Епископ Иннокентий прислал в Ленинград книгу «Служба старообрядческих мучеников». В начале 1931 г. диакон старообрядческой Одесской общины о. Григорий сообщил епископу Геронтию, что неоднократно упоминавшийся начетчик Ф. Е. Мельников вместе с одесским священником Степаном Кравцовым успешно тайно перешли советско-румынскую границу. Вскоре и сам Мельников отправил из Румынии несколько писем Владыке, последнее из которых пришло в Ленинград в декабре 1931 г. В это время епископ получил от Мельникова (ставшего секретарем Белокриницкой митрополии) составленный им «Пролог жития протопопа Аввакума», который Владыка Геронтий после молебна зачитал в церкви свт. Николая на улице Каляева 14 декабря 1931 г., в день памяти св. протопопа Аввакума (день сожжения святого на костре)[63].
 
В 1929 г. уехала в Югославию член братства протопопа Аввакума А. В. Сироткина, дочь проживавшего во Франции известного старообрядческого деятеля эмигранта В. Сироткина, который с 1920 г. переписывался с о. Самуилом Фомичевым. В дальнейшем Сироткина также вела переписку с некоторыми членами братства. Все эти факты были позднее использованы ОГПУ для обвинения руководителей братства протопопа Аввакума в шпионской деятельности, при этом без всяких оснований утверждалось, что именно братство специально направило о. Онисима Цветкова и Сироткину за границу[64].

----------

**Что нужно сделать:**
(1) Ответьте на вопросы по тексту о старообрядцах:
(a) Кто вместе с Ф. Е. Мельниковым тайно перешел советско-румынскую границу?
(b) В какой церкви епископ Геронтий зачитал «Пролог жития протопопа Аввакума»?
(c) В какую страну в 1929 г. уехала А. В. Сироткина?
(2) Процитируйте из текста о старообрядцах отрывок от слов «Епископ Иннокентий прислал» до слов «святого на костре)[63].» включительно.
(3) Напишите, что следует дальше в тексте о старообрядцах после его последнего предложения.
Данные здесь никакой роли не играют.

**Исходные данные:**
----------

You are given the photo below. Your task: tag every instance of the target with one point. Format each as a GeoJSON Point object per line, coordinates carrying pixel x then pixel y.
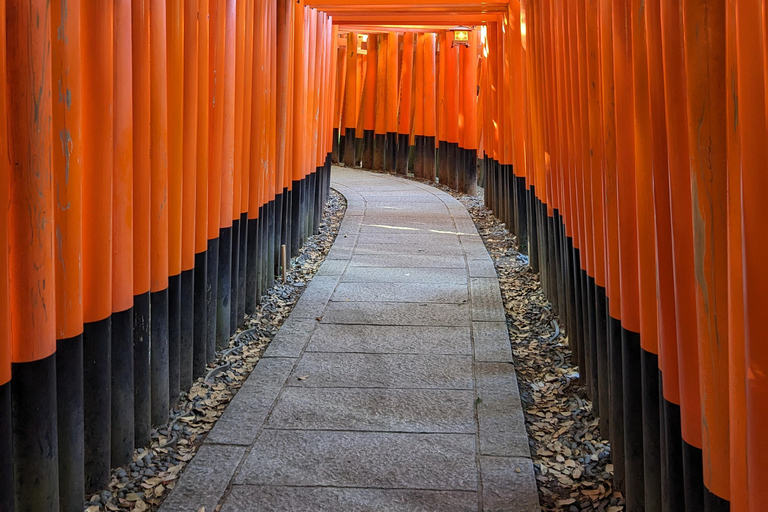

----------

**Результаты:**
(1)
(a) Одесский священник Степан Кравцов.
(b) В церкви свт. Николая на улице Каляева.
(c) В Югославию.

(2)
Епископ Иннокентий прислал в Ленинград книгу «Служба старообрядческих мучеников». В начале 1931 г. диакон старообрядческой Одесской общины о. Григорий сообщил епископу Геронтию, что неоднократно упоминавшийся начетчик Ф. Е. Мельников вместе с одесским священником Степаном Кравцовым успешно тайно перешли советско-румынскую границу. Вскоре и сам Мельников отправил из Румынии несколько писем Владыке, последнее из которых пришло в Ленинград в декабре 1931 г. В это время епископ получил от Мельникова (ставшего секретарем Белокриницкой митрополии) составленный им «Пролог жития протопопа Аввакума», который Владыка Геронтий после молебна зачитал в церкви свт. Николая на улице Каляева 14 декабря 1931 г., в день памяти св. протопопа Аввакума (день сожжения святого на костре)[63].

(3)
 
Тяжелым ударом для членов братства стало закрытие церкви Воскресения Христова на углу Воронежской улице и Сайкина переулка, где на братских беседах нередко выступал епископ Геронтий с докладами «Разбор Евангелия», «Поучение о жизни святых апостолов» и др. Воскресенская церковь было закрыта согласно постановлению президиума Ленсовета и Леноблисполкома от 10 марта 1931 г. в октябре этого же года. Ее здание сначала передали под «культурные нужды» фабрики «Большевичка» (в 1934 г. там находились красный уголок и клуб фабрики), а позднее снесли[65]. Настоятель Воскресенской церкви протоиерей Самуил Иванович Артемьев стал совершать требы в Покровской церкви Громовского кладбища и Никольской церкви на улице Каляева, хотя и не был официально зарегистрирован при них[66].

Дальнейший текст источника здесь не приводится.